◆ **Страница**:
Андрей Белый. Новаторское творчество и личные катастрофы знаменитого поэта и писателя-символиста - Мочульский Константин Васильевич. Страница 19

Так подготовлялось начало ожесточенной кампании против «петербуржцев», которую повел Белый под эгидой Брюсова на страницах «Весов».

На одной из сред на «Башне» он прочел свою статью «Феникс». Две силы борются в мире и в человеческих душах: природная, косная сила Сфинкса и творческая, воскрешающая сила Феникса. Откровение «слова звериного» противопоставляется откровению «слова орлиного»: художник – творец вселенной, вечный богоборец: своим огнем он расплавляет «сфинксов лик нашей жизни». Художник – Феникс любовью преодолевает смерть: он «всходит на костер, охмеленный вином зорь, и, сгорев, воскресает из мертвых».

Так верил иногда Белый в чудотворную силу творчества и любовь; хотел воскреснуть для новой счастливой жизни и воскресить душу той, которая соглашалась стать его спутницей.

В конце мая Белый едет гостить к Сергею Соловьеву в Дедово. Наступает знойное, полное грозами лето. Россия охвачена крестьянскими волнениями, горят помещичьи усадьбы, растет революционная агитация. Белый пишет в «Весах» ряд рецензий на Бебеля, Каутского, Ван де Вельде под псевдонимами Альфа, Бета, Гамма. С Сергеем Соловьевым они зачитываются Гоголем, и кажется им, что по всей России разгуливает колдун из «Страшной мести». Сережа мрачен: он влюбился в крестьянскую девочку Еленку, служившую кухаркой в соседнем селе Надовражине, хотел на ней жениться во имя слияния с народом – и не решался. Поэтому ходил всклокоченный – в сапогах и красной рубахе, взявши кол и увенчав себя еловой веткой. Белый метался: ездил в имение матери Серебряный Колодезь, где двадцать дней отделывал свою четвертую симфонию «Кубок метелей»; оттуда мчался в Москву и там бродил по пивным, доказывая извозчикам и забулдыгам, что «лучше погибнуть нам всем, чем так жить». Писал стихи в духе Некрасова:

Ждут: голод да холод – ужотко;
Тюрьма да сума – впереди.

◆ **Поставленное задание**:
Повторите дословно фрагмент страницы, начиная со слов «Так подготовлялось начало» и заканчивая словами «стать его спутницей.». Далее размещен самостоятельный материал.

◆ **Фрагмент источника**:
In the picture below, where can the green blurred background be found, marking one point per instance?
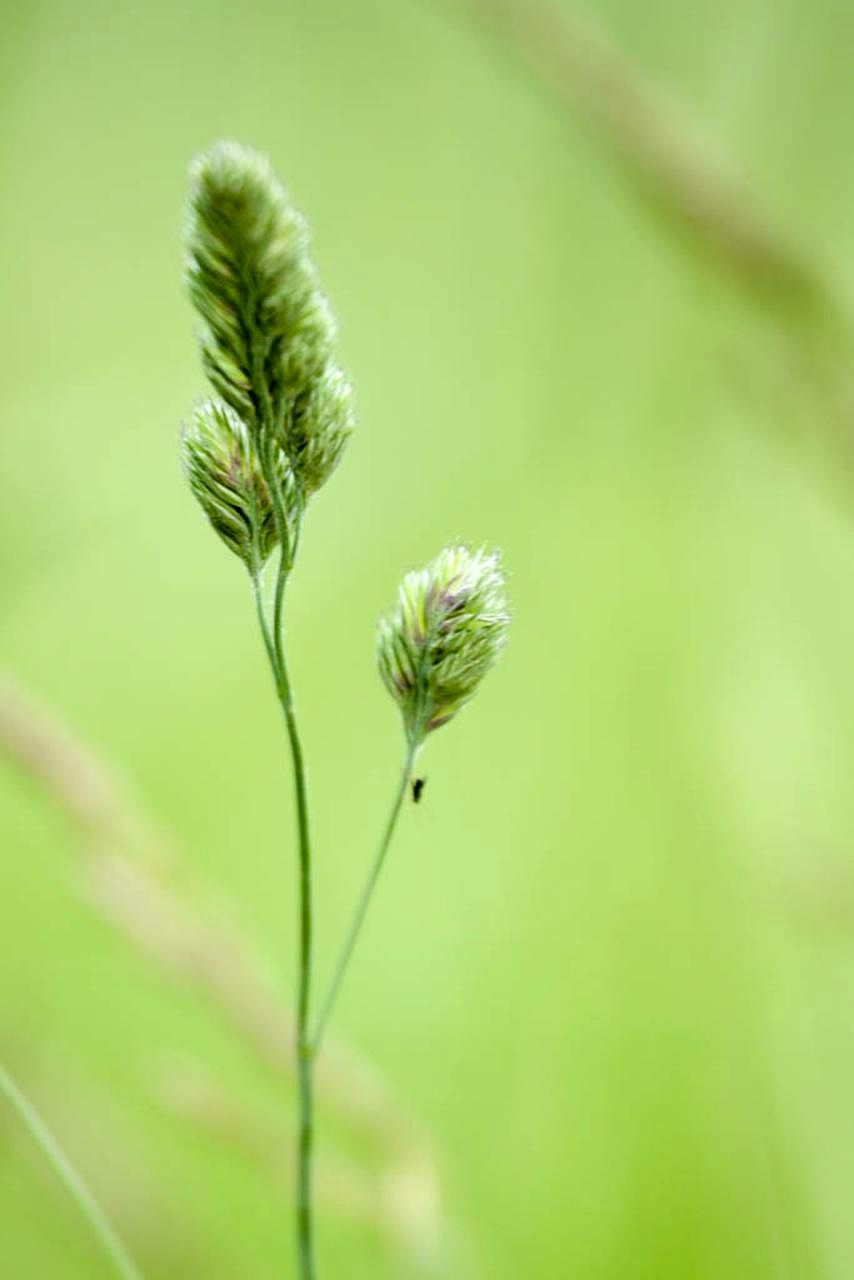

◆ **Ответ**:
Так подготовлялось начало ожесточенной кампании против «петербуржцев», которую повел Белый под эгидой Брюсова на страницах «Весов».

На одной из сред на «Башне» он прочел свою статью «Феникс». Две силы борются в мире и в человеческих душах: природная, косная сила Сфинкса и творческая, воскрешающая сила Феникса. Откровение «слова звериного» противопоставляется откровению «слова орлиного»: художник – творец вселенной, вечный богоборец: своим огнем он расплавляет «сфинксов лик нашей жизни». Художник – Феникс любовью преодолевает смерть: он «всходит на костер, охмеленный вином зорь, и, сгорев, воскресает из мертвых».

Так верил иногда Белый в чудотворную силу творчества и любовь; хотел воскреснуть для новой счастливой жизни и воскресить душу той, которая соглашалась стать его спутницей.